Aangeleverde tekst:
+ + + +
Groot was mijn hoop dan ook toen ik eind augustus 2008 met enkele advocaten van Sobrevivientes meeging naar een zaak die met hulp van ‘onze’ advocaten eindelijk voor het hooggerechtshof gebracht werd. Het ging in dit geval om een 6-jarig meisje, Catherine Michele, uit een gezin van 7 kinderen, wiens moeder helemaal alleen instond voor opvoeding en onderhoud van het gezin daar de vader alcoholicus was. Wanneer moeder uit werken ging, waren de kinderen dus alleen thuis. Het was dan ook niet eigenaardig dat zij vaak de straat op gingen om daar met andere kinderen uit de (arme) buurt waar zij leefden te spelen - om toch maar iets aan het armtierige leven in hun huisje te ontsnappen.

Toen haar moeder op een avond thuiskwam van het werk vond zij Catherine Michele niet. Ze zocht wat rond in de buurt, vroeg achter haar bij de buren, die haar wisten te vertellen dat Catherine Michele bij enkele kinderen uit de buurt aan het spelen was. Dit was niet abnormaal, en moe na een afpeigerende dag viel de moeder in slaap. De volgende dag was Catherine Michele er nog steeds niet en dat verontrustte de moeder. Zij trommelde enkele buren op om achter samen met haar achter Catherine te zoeken, goed wetende dat als zij niet opdaagde in de bakkerij waar zij elke dag meer dan 12 uur werkte, ze ontslagen zou worden. In de vooravond, na een dag zoeken, ging zij met een vriendin naar de politie om te zeggen dat haar dochter verdwenen was (en al bijna meer dan 24 uur). Gelukkig vond de politie dat een reden om haar te gaan zoeken (want vanaf er een aanklacht komt raden ze toch steeds maar aan om ‘nog een dag te wachten’, wat er vaak op neerkomt dat het tegen dan al te laat is..). Twee uur later vonden zij het levenloze lichaampje van Catherine Michele terug, gezicht onherkenbaar gebruisd en bebloed, op een t-shirt na volledig naakt, benen open en met plukken haar in haar anus en vagina die onmogelijk van haar konden zijn.

Het ging hier duidelijk om verkrachting die uitmondde in de dood; wat volgens de wet van april 2008 tegen femicide genoeg reden was om deze zaak als femicidezaak voor de rechter te brengen.

Toen de politie dit aan de moeder vertelde, werden algauw twee jongens verdacht. Maar met haar grieven kon ze nergens heen (staatsinstituties die echte hulp aan slachtoffers van allerlei soorten van geweld bieden bestaan, maar zijn niet gekend, kennen een tekort aan werkingsmiddelen en zijn bovendien ook vaak belast met nog andere taken dan slachtofferhulp). Uiteindelijk kwam ze aankloppen bij de organisatie waar ik werkte (Fundación Sobrevivientes), waar ze een hand boven haar hoofd geboden kreeg.
+ + + +
Opdracht 1: Noem alle in cijfers geschreven getallen uit de aangeleverde tekst in de volgorde waarin zij voorkomen. Vermeld een getal dat meer dan eens voorkomt bij elk voorkomen afzonderlijk.
Opdracht 2: Geef een Engelse vertaling van deze zin uit de aangeleverde tekst: "Dit was niet abnormaal, en moe na een afpeigerende dag viel de moeder in slaap."

Gegevensregels:
+ + + +
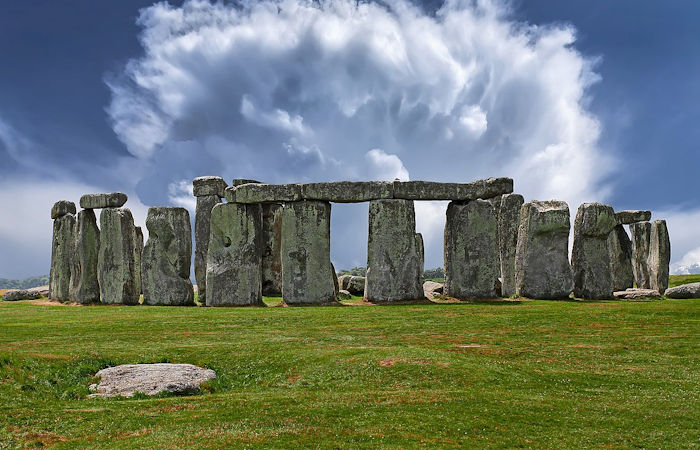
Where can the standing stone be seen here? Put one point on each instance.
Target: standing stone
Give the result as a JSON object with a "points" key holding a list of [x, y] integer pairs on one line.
{"points": [[394, 252], [306, 263], [641, 235], [209, 192], [620, 248], [165, 266], [84, 287], [659, 256], [590, 258], [62, 248], [116, 264], [472, 262], [542, 268], [508, 222], [234, 259]]}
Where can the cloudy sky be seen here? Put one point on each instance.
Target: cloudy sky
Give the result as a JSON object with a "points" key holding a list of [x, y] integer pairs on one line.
{"points": [[577, 100]]}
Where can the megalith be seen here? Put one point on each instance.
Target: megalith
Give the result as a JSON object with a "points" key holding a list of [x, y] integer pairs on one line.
{"points": [[234, 258], [307, 276], [165, 262], [394, 252], [620, 248], [542, 268], [590, 258], [659, 256], [62, 247], [641, 235], [209, 191], [508, 222], [472, 263], [116, 265], [84, 287]]}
+ + + +
Resultaat opdracht 1: 2008, 6, 7, 12, 24, 2008

Resultaat opdracht 2: This was not unusual, and, tired after an exhausting day, the mother fell asleep.